## [Problem to work on]
Reproduce every one of the rows below verbatim, line for line.

## [Data for this task]
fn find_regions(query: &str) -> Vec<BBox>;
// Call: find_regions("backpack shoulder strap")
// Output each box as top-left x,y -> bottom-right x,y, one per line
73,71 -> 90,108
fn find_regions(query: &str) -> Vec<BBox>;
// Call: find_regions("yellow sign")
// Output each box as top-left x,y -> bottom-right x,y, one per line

## [Task output]
fn find_regions(query: &str) -> Vec<BBox>;
// Call: find_regions("backpack shoulder strap")
// Output each box as top-left x,y -> bottom-right x,y, one per line
73,71 -> 90,108
fn find_regions(query: &str) -> Vec<BBox>;
// Call: find_regions("yellow sign")
// Output each box as top-left x,y -> bottom-right x,y, one per line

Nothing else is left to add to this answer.